▶ [Work to do]
[A] In the post on prime-number performance, which two C# approaches are set against F# in the experiment?
[B] Resume the post on prime-number performance, starting right after its last line.

Performance Test – Prime numbers with LINQ vs PLINQ vs F#

Having spent quite a bit of time coding in F# recently I have thoroughly enjoyed the experience of coding in a functional style and come to really like the fact you can do so much with so little code.

One of the counter-claims against F# has always been the concerns over performance in the most performance critical applications, and with that in mind I decided to do a little experiment of my own using C# (LINQ & PLINQ) and F# to generate all the prime numbers under a given max value.

The LINQ and PLINQ methods in C# look something like this:

private static void DoCalcSequentially(int max)
{
    var numbers = Enumerable.Range(3, max-3);
    var query =
        numbers
            .Where(n => Enumerable.Range(2, (int)Math.Sqrt(n))
            .All(i => n % i != 0));
    query.ToArray();
}

private static void DoCalcInParallel(int max)
{
    var numbers = Enumerable.Range(3, max-3);
    var parallelQuery =
        numbers
            .AsParallel()
            .Where(n => Enumerable.Range(2, (int)Math.Sqrt(n))
            .All(i => n % i != 0));
    parallelQuery.ToArray();
}

The F# version on the other hand uses the fairly optimized algorithm I had been using in most of my project euler solutions:

let mutable primeNumbers = [2]

// generate all prime numbers under <= this max
let getPrimes max =
    // only check the prime numbers which are <= the square root of the number n
    let hasDivisor n =
        primeNumbers
        |> Seq.takeWhile (fun n' -> n' <= int(sqrt(double(n))))
        |> Seq.exists (fun n' -> n % n' = 0)

▶ [Record excerpts]
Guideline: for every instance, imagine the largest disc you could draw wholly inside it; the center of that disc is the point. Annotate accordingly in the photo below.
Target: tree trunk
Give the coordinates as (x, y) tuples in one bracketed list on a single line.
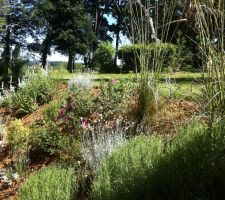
[(7, 53), (46, 45), (44, 57), (152, 35), (97, 17), (70, 62), (117, 40)]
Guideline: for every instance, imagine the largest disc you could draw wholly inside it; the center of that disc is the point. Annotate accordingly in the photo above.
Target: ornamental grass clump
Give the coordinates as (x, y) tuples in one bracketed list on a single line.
[(146, 19), (50, 183), (211, 25)]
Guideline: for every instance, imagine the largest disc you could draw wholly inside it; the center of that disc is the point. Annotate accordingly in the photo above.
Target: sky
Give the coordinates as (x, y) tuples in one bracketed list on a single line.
[(59, 57)]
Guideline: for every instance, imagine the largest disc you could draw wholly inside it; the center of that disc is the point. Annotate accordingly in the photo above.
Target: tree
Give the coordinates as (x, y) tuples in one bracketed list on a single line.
[(98, 10), (71, 29), (18, 25), (119, 10)]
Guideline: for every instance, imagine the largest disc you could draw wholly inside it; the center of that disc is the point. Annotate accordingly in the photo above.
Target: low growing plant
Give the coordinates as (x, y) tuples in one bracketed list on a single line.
[(50, 183), (189, 167)]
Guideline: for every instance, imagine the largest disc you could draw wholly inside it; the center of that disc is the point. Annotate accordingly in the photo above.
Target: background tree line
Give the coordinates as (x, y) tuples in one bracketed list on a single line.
[(74, 27)]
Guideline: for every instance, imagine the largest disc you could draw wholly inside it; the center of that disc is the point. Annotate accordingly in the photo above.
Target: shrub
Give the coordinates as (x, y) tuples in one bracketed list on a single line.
[(18, 135), (130, 54), (45, 139), (125, 174), (190, 167), (99, 142), (37, 90), (78, 105), (103, 57), (51, 112), (50, 183)]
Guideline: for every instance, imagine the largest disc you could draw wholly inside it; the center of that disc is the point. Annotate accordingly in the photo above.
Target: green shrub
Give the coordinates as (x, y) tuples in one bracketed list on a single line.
[(51, 112), (38, 89), (192, 166), (130, 54), (103, 57), (45, 139), (50, 183), (17, 135), (125, 174), (79, 104)]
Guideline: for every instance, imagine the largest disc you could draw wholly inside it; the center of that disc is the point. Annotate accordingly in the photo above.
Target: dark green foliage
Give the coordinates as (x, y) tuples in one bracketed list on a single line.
[(50, 183), (45, 140), (130, 54), (37, 90), (103, 58), (190, 167)]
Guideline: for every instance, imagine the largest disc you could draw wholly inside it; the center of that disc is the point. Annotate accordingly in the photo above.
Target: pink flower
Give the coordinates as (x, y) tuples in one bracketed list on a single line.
[(85, 123), (114, 81)]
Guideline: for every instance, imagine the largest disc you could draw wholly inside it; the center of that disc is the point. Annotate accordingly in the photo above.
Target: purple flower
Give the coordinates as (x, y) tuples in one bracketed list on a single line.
[(85, 123), (114, 81)]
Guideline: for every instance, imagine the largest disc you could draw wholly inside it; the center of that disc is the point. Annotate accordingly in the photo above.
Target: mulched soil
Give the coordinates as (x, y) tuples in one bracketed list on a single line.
[(171, 115)]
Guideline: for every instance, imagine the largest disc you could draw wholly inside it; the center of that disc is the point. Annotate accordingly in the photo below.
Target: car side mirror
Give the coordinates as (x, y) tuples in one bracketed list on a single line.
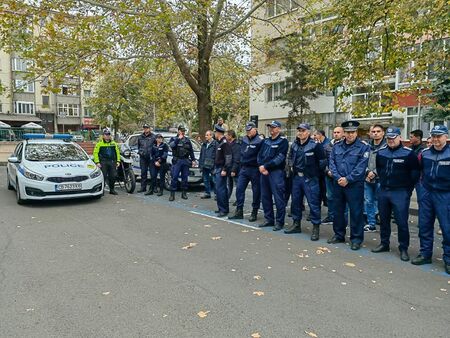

▶ [Replies]
[A] LINQ and PLINQ.

[B]
    // only check odd numbers <= max
    let potentialPrimes = Seq.unfold (fun n -> if n > max then None else Some(n, n+2)) 3
    // populate the prime numbers list
    for n in potentialPrimes do if not(hasDivisor n) then primeNumbers <- primeNumbers @ [n]

    primeNumbers

Here’s the average execution time in milliseconds for each of these methods over 3 runs for max = 1000, 10000, 100000, 1000000:

image

Have to admit this doesn’t make for a very comfortable reading…on average the F# version, despite being optimized, runs over 3 – 6 times as long as the standard LINQ version! The PLINQ version on the other hand, is slower in comparison to the standard LINQ version when the set of data is small as the overhead of partitioning, collating and coordinating the extra threads actually slows things down, but on a larger dataset the benefit of parallel processing starts to shine through.

UPDATE 13/11/2010:

Thanks for Jaen’s comment, the cause for the F# version of the code to be much slower is because of this line:

primeNumbers <- primeNumbers @ [n]

because a new list is constructed every time and all elements from the previous list copied over.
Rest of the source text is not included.